Top of Source text

Kousa dogwood fruit, when ripe and peeled, contains a sweet juicy meat. (Sandra Leavitt Lerner FTWP/PHOTO BY SANDRA LEAVITT LERNER FTWP)

• Kousa dogwood (Cornus kousa): As the cherry-sized, berry-looking fruit ripens in fall and softens, the inside turns red and has a sweet taste. Peel the skin and enjoy the juicy fruit, which is surrounded by two or three seeds. Harvest when fruit is ripened to just the right texture. In winter, the bark is lacy, with a peeling texture that is brown to ivory on the trunk. The foliage is maroon in autumn.

• Hardy kiwi (Actinidia kolomikta): A tough, woody, entwining vine requiring a solid support, you’ll want two, a male and female, to produce the small grape-size clusters of fruit. It requires full sun for fruit production and is perfect grown along a deck or on a trellis by the patio, making harvesting easy.

• Cornelian cherry (Cornus mas): One of the first trees to flower in spring, its ripe red berries are handsome (July) and can be used in tarts, for syrup or in cranberry sauce. This shaggy-barked tree is virtually disease-free, with a low, rounded habit, good for screening and ornamental for a mixed shrub border or a hedge.

• Downy serviceberry (Amalanchier arborea): The purplish-black berries of this small, early-flowering native tree are so tasty to birds that you have to pick them before the birds devour them as they ripen in June. Eat them off the tree or make jellies and pies. It’s shade tolerant, but bears more flowers and fruit in sun. Plant at the edge of woods, or by patios or decks, for a low-branching, privacy-offering tree with white flowers in spring and color in fall.

• Jujube (Ziziphus jujube): Hardy, late-flowering, drought-tolerant tree that makes the perfect complement for edible/ornamental gardens. It has an upright habit that doesn’t create a lot of shade. Harvest fruit in fall after skin browns. The sweet custard flavor and texture is very appetizing. Its growth habit and checkered bark texture are attractive.

• Trifoliate hardy orange (Poncirus trifoliata): Grow this fully hardy citrus in sun or partial shade. Use fruit as a garnish for drinks, or make marmalade. As a barrier planting, this shrub forms thorny thickets up to 15 feet in height. The variety of hardy orange named “Flying Dragon” is an exceptionally eye-catching curly-stemmed specimen. Wear leather gloves to pick its one- to two-inch oranges.

Bottom of Source text
Top of Supplied records

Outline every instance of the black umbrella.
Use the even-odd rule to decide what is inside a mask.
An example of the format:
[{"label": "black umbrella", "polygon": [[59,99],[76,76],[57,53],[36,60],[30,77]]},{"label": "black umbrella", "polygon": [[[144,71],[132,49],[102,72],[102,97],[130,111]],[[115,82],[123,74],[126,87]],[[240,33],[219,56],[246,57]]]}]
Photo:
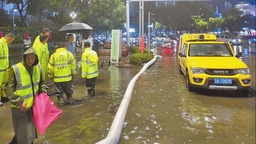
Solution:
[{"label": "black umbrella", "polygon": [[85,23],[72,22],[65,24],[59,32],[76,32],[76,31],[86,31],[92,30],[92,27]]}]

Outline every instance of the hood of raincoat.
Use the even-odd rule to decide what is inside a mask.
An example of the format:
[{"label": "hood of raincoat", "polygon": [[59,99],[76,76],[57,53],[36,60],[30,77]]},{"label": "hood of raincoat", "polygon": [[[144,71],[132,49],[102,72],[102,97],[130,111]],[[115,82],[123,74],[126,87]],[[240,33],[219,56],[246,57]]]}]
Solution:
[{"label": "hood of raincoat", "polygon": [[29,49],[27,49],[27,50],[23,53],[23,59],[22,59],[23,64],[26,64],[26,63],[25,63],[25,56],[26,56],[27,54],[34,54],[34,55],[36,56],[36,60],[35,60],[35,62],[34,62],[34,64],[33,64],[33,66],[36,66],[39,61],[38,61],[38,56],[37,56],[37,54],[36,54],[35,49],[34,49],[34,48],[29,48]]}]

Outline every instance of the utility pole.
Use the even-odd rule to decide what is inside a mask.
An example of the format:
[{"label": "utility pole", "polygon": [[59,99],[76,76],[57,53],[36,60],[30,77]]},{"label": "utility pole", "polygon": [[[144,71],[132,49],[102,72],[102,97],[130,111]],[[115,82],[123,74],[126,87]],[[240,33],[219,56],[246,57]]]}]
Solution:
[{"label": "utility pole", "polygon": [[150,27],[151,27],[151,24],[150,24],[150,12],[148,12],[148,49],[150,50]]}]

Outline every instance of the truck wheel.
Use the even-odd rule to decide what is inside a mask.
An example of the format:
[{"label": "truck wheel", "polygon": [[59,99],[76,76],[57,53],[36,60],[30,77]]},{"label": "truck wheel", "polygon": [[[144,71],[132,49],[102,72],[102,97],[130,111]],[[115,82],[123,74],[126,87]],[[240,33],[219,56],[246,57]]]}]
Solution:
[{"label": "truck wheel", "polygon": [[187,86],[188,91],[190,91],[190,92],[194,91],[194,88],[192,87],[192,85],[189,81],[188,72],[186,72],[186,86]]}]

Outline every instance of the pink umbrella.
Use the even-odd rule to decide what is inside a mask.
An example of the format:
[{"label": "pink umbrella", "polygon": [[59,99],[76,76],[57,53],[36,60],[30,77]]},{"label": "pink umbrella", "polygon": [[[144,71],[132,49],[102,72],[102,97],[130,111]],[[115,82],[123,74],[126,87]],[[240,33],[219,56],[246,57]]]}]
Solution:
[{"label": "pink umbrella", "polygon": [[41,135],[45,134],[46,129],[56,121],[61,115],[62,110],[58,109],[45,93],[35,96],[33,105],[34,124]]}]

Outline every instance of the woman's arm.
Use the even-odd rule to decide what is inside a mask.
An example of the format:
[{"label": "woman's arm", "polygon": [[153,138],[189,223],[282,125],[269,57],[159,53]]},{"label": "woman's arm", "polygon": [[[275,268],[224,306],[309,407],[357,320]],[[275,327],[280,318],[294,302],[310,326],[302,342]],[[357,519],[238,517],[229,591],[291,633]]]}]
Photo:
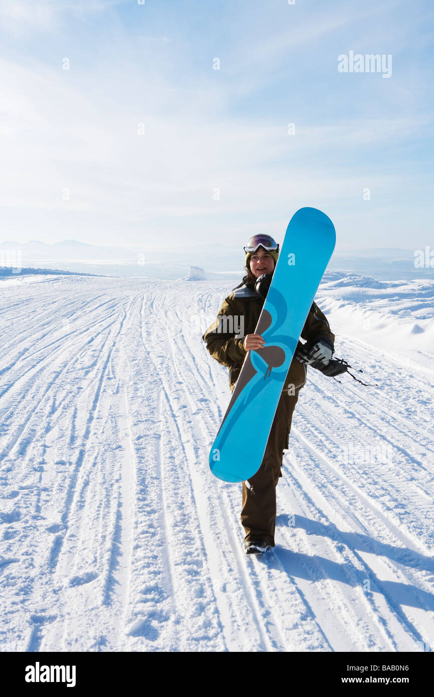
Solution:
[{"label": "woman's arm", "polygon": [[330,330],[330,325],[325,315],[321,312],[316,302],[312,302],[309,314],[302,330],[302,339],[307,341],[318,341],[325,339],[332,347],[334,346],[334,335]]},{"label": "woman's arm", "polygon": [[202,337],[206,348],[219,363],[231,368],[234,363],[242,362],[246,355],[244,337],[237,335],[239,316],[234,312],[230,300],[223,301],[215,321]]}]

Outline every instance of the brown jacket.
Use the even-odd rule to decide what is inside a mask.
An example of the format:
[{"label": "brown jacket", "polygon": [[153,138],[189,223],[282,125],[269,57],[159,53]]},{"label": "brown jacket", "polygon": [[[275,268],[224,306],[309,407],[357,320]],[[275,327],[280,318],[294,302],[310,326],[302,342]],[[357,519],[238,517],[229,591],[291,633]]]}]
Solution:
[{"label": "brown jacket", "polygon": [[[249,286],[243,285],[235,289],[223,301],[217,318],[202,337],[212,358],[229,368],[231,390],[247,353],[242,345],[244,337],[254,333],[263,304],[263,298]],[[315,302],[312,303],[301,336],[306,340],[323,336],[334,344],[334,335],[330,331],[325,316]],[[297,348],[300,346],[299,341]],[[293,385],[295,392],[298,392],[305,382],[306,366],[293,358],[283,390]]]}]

Bottom of Supplied records
Top of Supplied records

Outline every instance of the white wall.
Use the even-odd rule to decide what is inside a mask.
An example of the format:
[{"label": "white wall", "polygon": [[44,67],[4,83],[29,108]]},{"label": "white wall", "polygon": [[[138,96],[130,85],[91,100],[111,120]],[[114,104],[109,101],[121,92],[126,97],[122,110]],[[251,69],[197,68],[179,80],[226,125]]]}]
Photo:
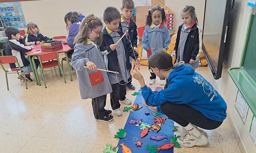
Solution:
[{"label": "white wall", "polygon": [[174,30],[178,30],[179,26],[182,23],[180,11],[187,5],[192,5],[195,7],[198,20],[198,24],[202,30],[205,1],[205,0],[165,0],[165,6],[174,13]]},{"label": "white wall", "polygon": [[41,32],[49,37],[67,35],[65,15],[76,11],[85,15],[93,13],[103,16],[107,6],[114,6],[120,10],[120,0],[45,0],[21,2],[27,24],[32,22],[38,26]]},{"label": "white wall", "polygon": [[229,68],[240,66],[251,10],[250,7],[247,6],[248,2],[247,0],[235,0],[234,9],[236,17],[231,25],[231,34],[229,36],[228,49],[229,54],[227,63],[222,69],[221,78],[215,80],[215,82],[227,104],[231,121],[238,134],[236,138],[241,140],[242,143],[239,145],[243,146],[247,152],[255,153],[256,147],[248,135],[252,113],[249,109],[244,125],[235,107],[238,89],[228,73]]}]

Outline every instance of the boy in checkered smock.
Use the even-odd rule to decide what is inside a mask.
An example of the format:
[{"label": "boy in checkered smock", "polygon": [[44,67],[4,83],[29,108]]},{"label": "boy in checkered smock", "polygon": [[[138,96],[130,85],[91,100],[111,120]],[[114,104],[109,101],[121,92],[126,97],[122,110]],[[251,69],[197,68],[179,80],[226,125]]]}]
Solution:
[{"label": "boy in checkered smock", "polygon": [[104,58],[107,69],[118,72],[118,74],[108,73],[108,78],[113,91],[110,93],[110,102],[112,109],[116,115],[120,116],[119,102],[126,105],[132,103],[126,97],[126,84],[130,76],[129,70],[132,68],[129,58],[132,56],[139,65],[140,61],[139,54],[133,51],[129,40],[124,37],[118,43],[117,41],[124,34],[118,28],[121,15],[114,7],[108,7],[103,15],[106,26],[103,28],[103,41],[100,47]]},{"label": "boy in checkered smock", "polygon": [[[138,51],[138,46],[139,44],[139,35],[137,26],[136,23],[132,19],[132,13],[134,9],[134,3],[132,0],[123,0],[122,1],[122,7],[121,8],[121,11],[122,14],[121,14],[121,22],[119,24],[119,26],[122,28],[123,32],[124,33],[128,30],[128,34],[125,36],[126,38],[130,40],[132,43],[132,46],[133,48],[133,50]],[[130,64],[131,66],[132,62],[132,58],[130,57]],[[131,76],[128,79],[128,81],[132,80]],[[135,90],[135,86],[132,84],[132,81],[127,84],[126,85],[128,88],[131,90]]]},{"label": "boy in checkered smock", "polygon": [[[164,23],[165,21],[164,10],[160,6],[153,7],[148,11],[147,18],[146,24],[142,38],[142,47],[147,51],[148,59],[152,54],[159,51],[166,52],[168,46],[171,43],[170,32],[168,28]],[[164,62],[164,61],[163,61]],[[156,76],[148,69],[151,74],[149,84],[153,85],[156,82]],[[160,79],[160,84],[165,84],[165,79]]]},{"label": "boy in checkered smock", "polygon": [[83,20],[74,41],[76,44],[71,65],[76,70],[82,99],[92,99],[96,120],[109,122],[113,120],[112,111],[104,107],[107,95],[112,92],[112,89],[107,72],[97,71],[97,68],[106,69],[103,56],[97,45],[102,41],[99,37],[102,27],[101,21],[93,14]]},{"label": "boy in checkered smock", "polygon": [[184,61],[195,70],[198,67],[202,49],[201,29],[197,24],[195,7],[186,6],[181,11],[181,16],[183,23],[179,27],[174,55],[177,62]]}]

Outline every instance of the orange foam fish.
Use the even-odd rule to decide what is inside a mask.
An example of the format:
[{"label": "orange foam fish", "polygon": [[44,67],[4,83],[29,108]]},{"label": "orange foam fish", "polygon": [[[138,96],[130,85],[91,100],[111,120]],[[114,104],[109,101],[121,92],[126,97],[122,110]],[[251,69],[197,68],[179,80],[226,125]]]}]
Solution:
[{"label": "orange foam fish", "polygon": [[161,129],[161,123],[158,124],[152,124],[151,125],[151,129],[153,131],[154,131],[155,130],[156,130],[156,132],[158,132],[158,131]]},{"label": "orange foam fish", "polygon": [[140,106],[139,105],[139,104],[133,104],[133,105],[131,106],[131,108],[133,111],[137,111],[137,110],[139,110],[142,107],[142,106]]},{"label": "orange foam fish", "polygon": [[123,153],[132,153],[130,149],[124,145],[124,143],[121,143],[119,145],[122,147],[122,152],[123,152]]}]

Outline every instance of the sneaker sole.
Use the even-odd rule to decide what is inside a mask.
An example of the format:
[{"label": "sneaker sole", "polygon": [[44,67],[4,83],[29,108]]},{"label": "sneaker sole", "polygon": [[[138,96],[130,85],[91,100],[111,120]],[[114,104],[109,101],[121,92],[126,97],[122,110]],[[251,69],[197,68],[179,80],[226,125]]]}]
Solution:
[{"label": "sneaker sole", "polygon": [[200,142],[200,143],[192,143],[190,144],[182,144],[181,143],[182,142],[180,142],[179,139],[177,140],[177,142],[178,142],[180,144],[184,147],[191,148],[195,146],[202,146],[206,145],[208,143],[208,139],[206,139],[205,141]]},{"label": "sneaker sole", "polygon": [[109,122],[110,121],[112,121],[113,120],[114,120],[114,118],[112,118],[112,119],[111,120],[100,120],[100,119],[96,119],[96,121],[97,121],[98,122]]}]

Bottom of Supplied records

# [Questions]
1 - According to the text on fruiting plants, what color is Kousa dogwood foliage in autumn?
2 - Rewrite the stretch of the text on fruiting plants from "Kousa dogwood fruit, when" through "making harvesting easy.", swapping "trellis" for "fence".

# [Expected outputs]
1 - Maroon.

2 -
Kousa dogwood fruit, when ripe and peeled, contains a sweet juicy meat. (Sandra Leavitt Lerner FTWP/PHOTO BY SANDRA LEAVITT LERNER FTWP)

• Kousa dogwood (Cornus kousa): As the cherry-sized, berry-looking fruit ripens in fall and softens, the inside turns red and has a sweet taste. Peel the skin and enjoy the juicy fruit, which is surrounded by two or three seeds. Harvest when fruit is ripened to just the right texture. In winter, the bark is lacy, with a peeling texture that is brown to ivory on the trunk. The foliage is maroon in autumn.

• Hardy kiwi (Actinidia kolomikta): A tough, woody, entwining vine requiring a solid support, you’ll want two, a male and female, to produce the small grape-size clusters of fruit. It requires full sun for fruit production and is perfect grown along a deck or on a fence by the patio, making harvesting easy.